■ **Prompt**
Starting with the line that holds "Kindly place a point on the horse neck, one", copy out each remaining line of the listing below, up to and including the last one, and include nothing else.

■ **Input data**
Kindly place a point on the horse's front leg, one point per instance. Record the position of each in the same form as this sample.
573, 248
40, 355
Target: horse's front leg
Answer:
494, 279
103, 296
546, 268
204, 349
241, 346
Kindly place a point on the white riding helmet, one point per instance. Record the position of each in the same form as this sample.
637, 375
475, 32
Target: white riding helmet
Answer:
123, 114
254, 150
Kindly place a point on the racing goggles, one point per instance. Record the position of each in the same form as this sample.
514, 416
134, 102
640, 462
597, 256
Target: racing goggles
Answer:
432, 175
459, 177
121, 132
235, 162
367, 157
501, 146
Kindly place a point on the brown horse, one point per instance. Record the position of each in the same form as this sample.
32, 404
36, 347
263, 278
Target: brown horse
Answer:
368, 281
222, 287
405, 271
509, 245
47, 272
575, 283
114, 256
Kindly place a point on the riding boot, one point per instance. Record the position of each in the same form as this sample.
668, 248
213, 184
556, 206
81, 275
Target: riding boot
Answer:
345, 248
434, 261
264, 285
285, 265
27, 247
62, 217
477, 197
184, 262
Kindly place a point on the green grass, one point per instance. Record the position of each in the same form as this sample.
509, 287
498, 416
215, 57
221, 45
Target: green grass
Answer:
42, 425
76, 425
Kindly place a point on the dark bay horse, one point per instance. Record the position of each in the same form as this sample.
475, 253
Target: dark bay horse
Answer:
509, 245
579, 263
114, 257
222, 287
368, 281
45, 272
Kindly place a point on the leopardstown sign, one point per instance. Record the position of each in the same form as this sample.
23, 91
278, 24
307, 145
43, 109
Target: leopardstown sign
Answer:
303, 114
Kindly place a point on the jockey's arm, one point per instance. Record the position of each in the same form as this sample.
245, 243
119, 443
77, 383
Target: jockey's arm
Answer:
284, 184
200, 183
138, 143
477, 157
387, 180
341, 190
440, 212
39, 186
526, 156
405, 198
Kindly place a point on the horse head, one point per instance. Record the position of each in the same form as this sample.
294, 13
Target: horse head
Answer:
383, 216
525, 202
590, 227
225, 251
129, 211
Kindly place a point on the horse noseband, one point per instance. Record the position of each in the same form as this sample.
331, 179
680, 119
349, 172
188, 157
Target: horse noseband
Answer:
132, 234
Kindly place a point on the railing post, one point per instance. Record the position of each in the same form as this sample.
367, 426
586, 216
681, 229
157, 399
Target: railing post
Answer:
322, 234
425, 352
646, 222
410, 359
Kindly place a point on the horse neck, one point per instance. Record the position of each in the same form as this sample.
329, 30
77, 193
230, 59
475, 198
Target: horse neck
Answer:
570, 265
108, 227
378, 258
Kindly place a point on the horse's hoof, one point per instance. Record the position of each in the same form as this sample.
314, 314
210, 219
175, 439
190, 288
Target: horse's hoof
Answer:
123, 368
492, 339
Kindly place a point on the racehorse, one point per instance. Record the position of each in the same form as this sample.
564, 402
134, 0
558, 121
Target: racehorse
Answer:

■ **Exercise solution**
Kindly place a point on the horse neck, one point per instance. Record the position of each in the same form as this sample.
329, 30
77, 193
230, 59
475, 198
Target: horse neck
Answer:
570, 265
108, 227
378, 258
Kindly place a point on the horse's hoof, one point per instance. Record the position of each in the same form as this sample.
314, 314
210, 219
175, 439
190, 288
Target: horse's hoof
Answer:
123, 368
492, 339
Kindly place a point on the racehorse, one point per instance. Record the position of each in the same form as this sample.
564, 402
134, 0
558, 121
Target: racehorse
Answer:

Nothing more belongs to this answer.